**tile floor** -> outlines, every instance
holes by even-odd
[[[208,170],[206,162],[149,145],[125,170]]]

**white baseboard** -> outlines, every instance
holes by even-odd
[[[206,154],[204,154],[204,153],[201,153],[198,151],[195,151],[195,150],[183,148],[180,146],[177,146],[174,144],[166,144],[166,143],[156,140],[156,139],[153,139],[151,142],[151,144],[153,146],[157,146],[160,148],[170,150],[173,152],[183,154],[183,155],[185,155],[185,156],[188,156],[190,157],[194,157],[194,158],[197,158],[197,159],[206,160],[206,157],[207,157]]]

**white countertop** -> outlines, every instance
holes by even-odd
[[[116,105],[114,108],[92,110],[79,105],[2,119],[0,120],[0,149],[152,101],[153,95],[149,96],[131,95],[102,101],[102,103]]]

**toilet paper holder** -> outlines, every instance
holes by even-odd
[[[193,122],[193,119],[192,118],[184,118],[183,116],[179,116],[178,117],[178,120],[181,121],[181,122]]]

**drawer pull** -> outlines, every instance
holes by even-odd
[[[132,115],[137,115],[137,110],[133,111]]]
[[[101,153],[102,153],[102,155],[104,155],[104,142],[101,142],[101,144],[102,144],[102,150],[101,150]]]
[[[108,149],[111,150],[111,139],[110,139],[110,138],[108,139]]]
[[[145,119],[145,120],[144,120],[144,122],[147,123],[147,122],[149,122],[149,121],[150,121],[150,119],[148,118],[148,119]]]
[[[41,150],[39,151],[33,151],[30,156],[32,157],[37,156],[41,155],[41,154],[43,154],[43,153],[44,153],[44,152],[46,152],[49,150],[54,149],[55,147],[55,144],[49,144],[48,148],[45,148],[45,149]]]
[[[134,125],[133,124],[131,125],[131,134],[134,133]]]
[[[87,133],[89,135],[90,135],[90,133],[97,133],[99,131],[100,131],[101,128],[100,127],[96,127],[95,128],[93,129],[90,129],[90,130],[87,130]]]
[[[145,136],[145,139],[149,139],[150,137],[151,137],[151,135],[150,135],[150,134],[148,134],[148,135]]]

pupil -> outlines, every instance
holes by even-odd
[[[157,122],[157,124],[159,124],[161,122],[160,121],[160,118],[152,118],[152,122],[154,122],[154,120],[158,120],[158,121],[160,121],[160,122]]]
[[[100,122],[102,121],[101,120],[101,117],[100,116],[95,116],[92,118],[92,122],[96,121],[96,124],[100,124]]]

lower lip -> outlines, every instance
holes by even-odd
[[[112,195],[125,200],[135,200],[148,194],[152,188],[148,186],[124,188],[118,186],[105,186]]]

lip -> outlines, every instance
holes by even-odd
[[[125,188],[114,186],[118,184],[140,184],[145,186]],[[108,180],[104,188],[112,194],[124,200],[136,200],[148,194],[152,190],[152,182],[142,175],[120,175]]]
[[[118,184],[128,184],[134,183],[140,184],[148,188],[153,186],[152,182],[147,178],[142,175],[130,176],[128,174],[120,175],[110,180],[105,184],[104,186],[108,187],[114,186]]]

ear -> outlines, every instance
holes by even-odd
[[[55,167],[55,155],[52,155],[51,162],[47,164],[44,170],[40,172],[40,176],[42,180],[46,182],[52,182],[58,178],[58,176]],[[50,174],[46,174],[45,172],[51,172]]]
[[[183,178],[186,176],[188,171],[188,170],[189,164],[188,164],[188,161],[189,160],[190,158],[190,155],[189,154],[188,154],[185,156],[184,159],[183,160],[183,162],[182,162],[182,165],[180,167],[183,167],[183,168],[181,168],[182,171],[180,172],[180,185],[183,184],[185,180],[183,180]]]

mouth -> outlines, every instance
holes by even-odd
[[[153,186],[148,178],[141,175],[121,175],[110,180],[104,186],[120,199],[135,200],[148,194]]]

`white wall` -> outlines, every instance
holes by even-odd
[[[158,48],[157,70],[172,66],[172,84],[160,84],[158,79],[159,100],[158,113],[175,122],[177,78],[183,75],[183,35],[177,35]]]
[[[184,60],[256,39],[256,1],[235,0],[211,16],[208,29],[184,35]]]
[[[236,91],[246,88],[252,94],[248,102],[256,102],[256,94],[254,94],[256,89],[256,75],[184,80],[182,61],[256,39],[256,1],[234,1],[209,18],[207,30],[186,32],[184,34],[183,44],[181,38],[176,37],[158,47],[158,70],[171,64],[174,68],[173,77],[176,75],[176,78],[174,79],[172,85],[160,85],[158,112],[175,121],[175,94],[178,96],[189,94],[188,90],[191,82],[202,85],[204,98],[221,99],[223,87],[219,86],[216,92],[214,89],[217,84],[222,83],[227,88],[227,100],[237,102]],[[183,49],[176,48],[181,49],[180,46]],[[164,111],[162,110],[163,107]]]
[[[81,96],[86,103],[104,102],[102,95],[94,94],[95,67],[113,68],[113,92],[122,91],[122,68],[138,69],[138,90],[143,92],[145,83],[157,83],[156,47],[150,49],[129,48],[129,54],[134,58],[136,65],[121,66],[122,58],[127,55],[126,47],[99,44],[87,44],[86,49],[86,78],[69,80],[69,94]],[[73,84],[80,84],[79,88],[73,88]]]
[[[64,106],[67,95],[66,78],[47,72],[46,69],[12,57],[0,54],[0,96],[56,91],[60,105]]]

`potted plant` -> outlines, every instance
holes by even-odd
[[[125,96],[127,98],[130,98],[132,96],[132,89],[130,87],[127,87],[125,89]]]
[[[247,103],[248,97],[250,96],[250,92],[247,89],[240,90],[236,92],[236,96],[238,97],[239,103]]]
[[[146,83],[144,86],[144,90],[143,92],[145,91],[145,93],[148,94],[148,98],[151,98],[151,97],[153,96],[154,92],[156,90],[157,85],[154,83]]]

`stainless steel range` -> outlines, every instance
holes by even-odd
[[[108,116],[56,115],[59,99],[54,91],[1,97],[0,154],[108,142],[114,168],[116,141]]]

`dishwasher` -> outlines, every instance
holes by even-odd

▶ **DIRECTION**
Reproduce the entire listing above verbatim, line for line, with no changes of any kind.

▶ **ANSWER IN FULL**
**tile floor** -> outlines, every instance
holes by even-odd
[[[208,170],[206,162],[149,145],[125,170]]]

**white baseboard** -> outlines, every instance
holes by even-odd
[[[206,154],[204,154],[204,153],[201,153],[198,151],[195,151],[195,150],[183,148],[180,146],[177,146],[174,144],[166,144],[166,143],[156,140],[156,139],[153,139],[151,142],[151,144],[153,146],[157,146],[160,148],[170,150],[173,152],[183,154],[183,155],[185,155],[185,156],[188,156],[190,157],[194,157],[194,158],[197,158],[197,159],[206,160],[206,157],[207,157]]]

**white countertop** -> outlines, every instance
holes by even-odd
[[[116,105],[114,108],[92,110],[79,105],[2,119],[0,120],[0,149],[152,101],[153,95],[149,96],[131,95],[102,101],[102,103]]]

**toilet paper holder** -> outlines, every instance
holes by even-odd
[[[193,122],[193,119],[192,118],[184,118],[183,116],[179,116],[178,117],[178,120],[181,121],[181,122]]]

**drawer pull** -> outlines, every instance
holes by even-odd
[[[132,115],[137,115],[137,110],[133,111]]]
[[[101,153],[102,153],[102,155],[104,155],[104,142],[101,142],[101,144],[102,144],[102,150],[101,150]]]
[[[108,149],[111,150],[111,139],[110,139],[110,138],[108,139]]]
[[[145,119],[145,120],[144,120],[144,122],[147,123],[147,122],[149,122],[149,121],[150,121],[150,119],[148,118],[148,119]]]
[[[41,150],[39,151],[33,151],[30,156],[32,157],[37,156],[41,155],[41,154],[43,154],[43,153],[44,153],[44,152],[46,152],[49,150],[54,149],[55,147],[55,144],[49,144],[48,148],[45,148],[45,149]]]
[[[134,125],[133,124],[131,125],[131,134],[134,133]]]
[[[87,133],[89,135],[90,135],[90,133],[97,133],[99,131],[100,131],[101,128],[100,127],[96,127],[95,128],[93,129],[90,129],[90,130],[87,130]]]
[[[145,136],[145,139],[149,139],[150,137],[151,137],[151,135],[150,135],[150,134],[148,134],[148,135]]]

pupil -> outlines, every instance
holes by even-odd
[[[157,122],[157,124],[159,124],[161,122],[160,121],[160,118],[152,118],[152,122],[154,122],[154,120],[158,120],[158,121],[160,121],[160,122]]]
[[[100,122],[102,121],[101,120],[101,117],[100,116],[95,116],[92,118],[92,122],[96,121],[96,124],[100,124]]]

lower lip -> outlines, every instance
holes by even-odd
[[[112,195],[125,200],[135,200],[148,194],[152,188],[148,186],[124,188],[118,186],[105,186]]]

lip -> outlines, every instance
holes by even-odd
[[[125,188],[114,186],[118,184],[140,184],[145,186]],[[108,180],[104,188],[112,194],[124,200],[136,200],[148,194],[152,190],[152,182],[142,175],[120,175]]]
[[[118,184],[128,184],[134,183],[140,184],[148,188],[153,186],[152,182],[147,178],[142,175],[130,176],[128,174],[120,175],[110,180],[105,184],[104,186],[108,187],[114,186]]]

ear -> outlines, every instance
holes by even-odd
[[[55,167],[55,155],[52,155],[51,162],[47,164],[44,170],[40,172],[40,176],[42,180],[46,182],[52,182],[58,178],[58,176]],[[50,174],[46,174],[45,172],[51,172]]]
[[[183,178],[186,176],[188,171],[188,170],[189,164],[188,164],[188,161],[189,160],[190,158],[190,155],[189,154],[188,154],[185,156],[184,159],[183,160],[183,162],[182,162],[182,165],[180,167],[183,167],[183,168],[181,168],[182,171],[180,172],[180,185],[183,184],[185,180],[183,180]]]

mouth -> outlines, every instance
holes by even-odd
[[[153,186],[148,178],[141,175],[121,175],[110,180],[104,186],[120,199],[135,200],[148,194]]]

`white wall` -> outlines, every instance
holes by even-odd
[[[158,48],[157,70],[172,66],[172,84],[160,84],[158,79],[159,100],[158,113],[175,122],[177,78],[183,75],[183,35],[177,35]]]
[[[184,60],[256,39],[256,1],[235,0],[211,16],[208,29],[184,35]]]
[[[236,91],[246,88],[252,94],[248,102],[256,102],[256,94],[254,94],[256,89],[256,75],[184,80],[182,61],[256,39],[256,1],[234,1],[209,18],[207,30],[186,32],[184,34],[183,44],[181,38],[176,37],[158,47],[158,70],[171,64],[174,68],[173,77],[176,75],[176,78],[174,79],[172,85],[160,85],[158,112],[175,121],[175,94],[178,96],[189,94],[188,90],[191,82],[202,85],[204,98],[221,99],[223,87],[219,86],[216,92],[214,89],[217,84],[222,83],[227,88],[227,100],[237,102]],[[183,49],[176,48],[181,49],[180,46]],[[164,111],[162,110],[163,107]]]
[[[81,96],[86,103],[104,102],[102,95],[94,94],[95,67],[113,68],[113,92],[122,91],[122,68],[138,69],[138,90],[143,92],[145,83],[157,83],[156,47],[150,49],[129,48],[129,54],[134,58],[136,65],[121,66],[122,58],[127,55],[126,47],[99,44],[87,44],[86,49],[86,78],[69,80],[69,94]],[[73,84],[80,84],[79,88],[73,88]]]
[[[64,106],[67,95],[66,78],[47,72],[46,69],[12,57],[0,54],[0,96],[56,91],[60,105]]]

`potted plant` -> outlines, every instance
holes by even-odd
[[[125,96],[127,98],[130,98],[132,96],[132,89],[130,87],[127,87],[125,89]]]
[[[247,103],[248,97],[250,96],[250,92],[247,89],[240,90],[236,92],[236,96],[238,97],[239,103]]]
[[[146,83],[144,86],[144,90],[143,92],[145,91],[145,93],[148,94],[148,98],[151,98],[151,97],[153,96],[154,92],[156,90],[157,85],[154,83]]]

`stainless steel range` -> outlines, every instance
holes by even-odd
[[[108,116],[56,115],[59,99],[54,91],[1,97],[0,154],[108,142],[114,168],[116,141]]]

`dishwasher` -> outlines, every instance
holes by even-odd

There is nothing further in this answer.